(Short problem): Every record below should be printed exactly as given.

(Data to process):

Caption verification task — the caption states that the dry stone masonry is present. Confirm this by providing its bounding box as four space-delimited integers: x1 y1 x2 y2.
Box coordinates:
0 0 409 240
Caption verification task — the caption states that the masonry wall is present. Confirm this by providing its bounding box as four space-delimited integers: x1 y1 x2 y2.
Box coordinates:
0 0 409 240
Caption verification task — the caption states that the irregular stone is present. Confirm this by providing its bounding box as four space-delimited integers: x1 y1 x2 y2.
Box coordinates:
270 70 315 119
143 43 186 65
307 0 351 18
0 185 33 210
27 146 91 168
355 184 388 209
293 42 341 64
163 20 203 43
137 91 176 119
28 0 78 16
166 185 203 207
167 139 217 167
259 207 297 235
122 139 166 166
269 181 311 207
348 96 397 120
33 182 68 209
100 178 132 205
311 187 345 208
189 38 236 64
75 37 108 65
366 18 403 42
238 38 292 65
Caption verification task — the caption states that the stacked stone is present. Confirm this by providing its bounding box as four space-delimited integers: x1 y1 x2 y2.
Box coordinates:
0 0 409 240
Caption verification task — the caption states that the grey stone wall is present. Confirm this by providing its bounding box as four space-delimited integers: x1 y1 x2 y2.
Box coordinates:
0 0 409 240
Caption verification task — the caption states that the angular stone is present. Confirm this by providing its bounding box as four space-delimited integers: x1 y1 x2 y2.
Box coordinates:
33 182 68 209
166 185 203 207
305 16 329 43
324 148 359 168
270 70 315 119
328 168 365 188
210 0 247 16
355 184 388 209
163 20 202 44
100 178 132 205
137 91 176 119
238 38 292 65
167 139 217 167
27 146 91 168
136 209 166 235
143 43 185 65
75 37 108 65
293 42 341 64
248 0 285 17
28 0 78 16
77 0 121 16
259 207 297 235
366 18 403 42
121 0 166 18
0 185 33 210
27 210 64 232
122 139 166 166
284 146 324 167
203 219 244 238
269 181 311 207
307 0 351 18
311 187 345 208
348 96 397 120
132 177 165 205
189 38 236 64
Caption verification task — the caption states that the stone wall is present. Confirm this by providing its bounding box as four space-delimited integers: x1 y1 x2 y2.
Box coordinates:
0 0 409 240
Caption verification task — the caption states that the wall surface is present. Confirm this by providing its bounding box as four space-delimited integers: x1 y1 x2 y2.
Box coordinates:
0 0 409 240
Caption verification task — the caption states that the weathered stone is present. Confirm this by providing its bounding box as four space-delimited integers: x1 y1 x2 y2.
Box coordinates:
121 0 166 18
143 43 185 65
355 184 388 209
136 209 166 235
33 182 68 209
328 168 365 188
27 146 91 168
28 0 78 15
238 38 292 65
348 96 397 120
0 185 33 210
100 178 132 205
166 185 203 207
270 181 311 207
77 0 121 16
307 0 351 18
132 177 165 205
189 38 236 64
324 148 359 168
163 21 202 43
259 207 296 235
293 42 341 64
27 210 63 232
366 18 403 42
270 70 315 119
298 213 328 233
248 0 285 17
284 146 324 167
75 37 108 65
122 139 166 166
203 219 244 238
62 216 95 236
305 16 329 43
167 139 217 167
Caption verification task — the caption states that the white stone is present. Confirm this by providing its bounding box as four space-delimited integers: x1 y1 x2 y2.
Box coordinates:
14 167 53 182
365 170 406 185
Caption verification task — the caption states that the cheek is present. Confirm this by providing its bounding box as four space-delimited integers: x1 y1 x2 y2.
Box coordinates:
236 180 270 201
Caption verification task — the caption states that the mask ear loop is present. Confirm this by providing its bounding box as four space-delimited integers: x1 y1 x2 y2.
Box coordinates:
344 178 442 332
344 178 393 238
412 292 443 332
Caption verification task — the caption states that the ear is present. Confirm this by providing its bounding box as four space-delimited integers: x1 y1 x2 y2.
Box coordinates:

(Task result):
Caption verification task — the caption states that the dry stone masonry is present. Confirm this by providing its bounding box as four space-delimited integers: x1 y1 x2 y2.
Box coordinates:
0 0 409 240
Caption verification task — the caption states that the masonry wall is present. Confirm this by providing its bounding box as four space-delimited integers: x1 y1 x2 y2.
Box coordinates:
0 0 409 240
Caption verification task — the caption states that the irregular stone is present. Confirm this by providing its bounding box as four space-delimited integers: x1 y1 x2 y2.
Box coordinates:
270 70 315 119
143 43 186 65
307 0 351 18
0 185 33 210
27 146 91 168
355 184 388 209
293 42 341 64
163 20 203 43
137 91 176 119
28 0 78 16
166 185 203 207
167 139 217 167
259 207 297 235
122 139 166 166
269 181 311 207
348 96 397 120
33 182 68 209
100 178 132 205
311 187 345 208
189 38 236 64
75 37 108 65
366 18 403 42
238 38 292 65
Caption verification task — the caption states that the stacked stone is present. Confirm this by providing its bounding box as four space-delimited integers: x1 y1 x2 y2.
Box coordinates:
0 0 409 240
Caption verification task — the caption states that the grey stone wall is present. Confirm this by providing its bounding box as four space-delimited integers: x1 y1 x2 y2.
Box coordinates:
0 0 409 240
Caption verification task — the caption states that the angular stone is present. Confirm this by providing its bounding box as four space-delimited integers: x1 y1 x2 y2.
Box coordinates:
33 182 68 209
166 185 203 207
305 16 329 43
324 148 359 168
270 70 315 119
328 168 365 188
210 0 247 16
355 184 388 209
163 20 202 44
100 178 132 205
137 91 176 119
238 38 292 65
167 139 217 167
27 146 91 168
136 209 166 235
143 43 185 65
75 37 108 65
293 42 341 64
248 0 285 17
28 0 78 16
77 0 121 16
259 207 297 235
366 18 403 42
121 0 166 18
0 185 33 210
27 210 64 232
122 139 166 166
284 146 324 167
203 219 244 238
269 181 311 207
307 0 351 18
311 187 345 208
348 96 397 120
132 177 165 205
189 38 236 64
Caption verification task — the caption states that the stone wall is present. Confirm this by providing its bounding box as four space-delimited integers: x1 y1 x2 y2.
Box coordinates:
0 0 409 240
Caption verification task — the caption states that the wall surface is present. Confirm this by providing its bounding box as four space-delimited integers: x1 y1 x2 y2.
Box coordinates:
0 0 409 240
Caption verification task — the caption states that the weathered stone is present. Confirm this by providing its bounding box as four space-delimited integers: x1 y1 x2 y2.
Box coordinates:
121 0 166 18
143 43 185 65
355 184 388 209
136 209 166 235
33 182 68 209
328 168 365 188
27 146 91 168
28 0 78 15
238 38 292 65
348 96 397 120
0 185 33 210
100 178 132 205
166 185 203 207
270 181 311 207
77 0 121 16
307 0 351 18
132 177 165 205
189 38 236 64
324 148 359 168
163 21 202 43
259 207 296 235
293 42 341 64
27 210 63 232
366 18 403 42
270 70 315 119
298 213 328 233
248 0 285 17
284 146 324 167
75 37 108 65
122 139 166 166
203 219 244 238
62 216 95 236
305 16 329 43
167 139 217 167
Caption verification task — the caption states that the white stone is present. Confirm this by providing its bounding box as four space-delimited integers: x1 y1 x2 y2.
Box coordinates:
14 167 53 182
365 170 406 185
Caption verification task — the caption states that the cheek is present. Confirm this by providing its bounding box as four space-delimited integers: x1 y1 x2 y2.
Box coordinates:
236 180 270 201
Caption verification task — the caption states that the mask ear loop is present. Confirm this by providing its bounding box as four space-delimited integers: x1 y1 x2 y2.
Box coordinates:
344 178 442 332
344 178 393 238
412 292 443 332
Caption verification task — the caption states that the ear is present. Confirm this by providing its bounding box as four space-delimited integers: x1 y1 x2 y2.
Box coordinates:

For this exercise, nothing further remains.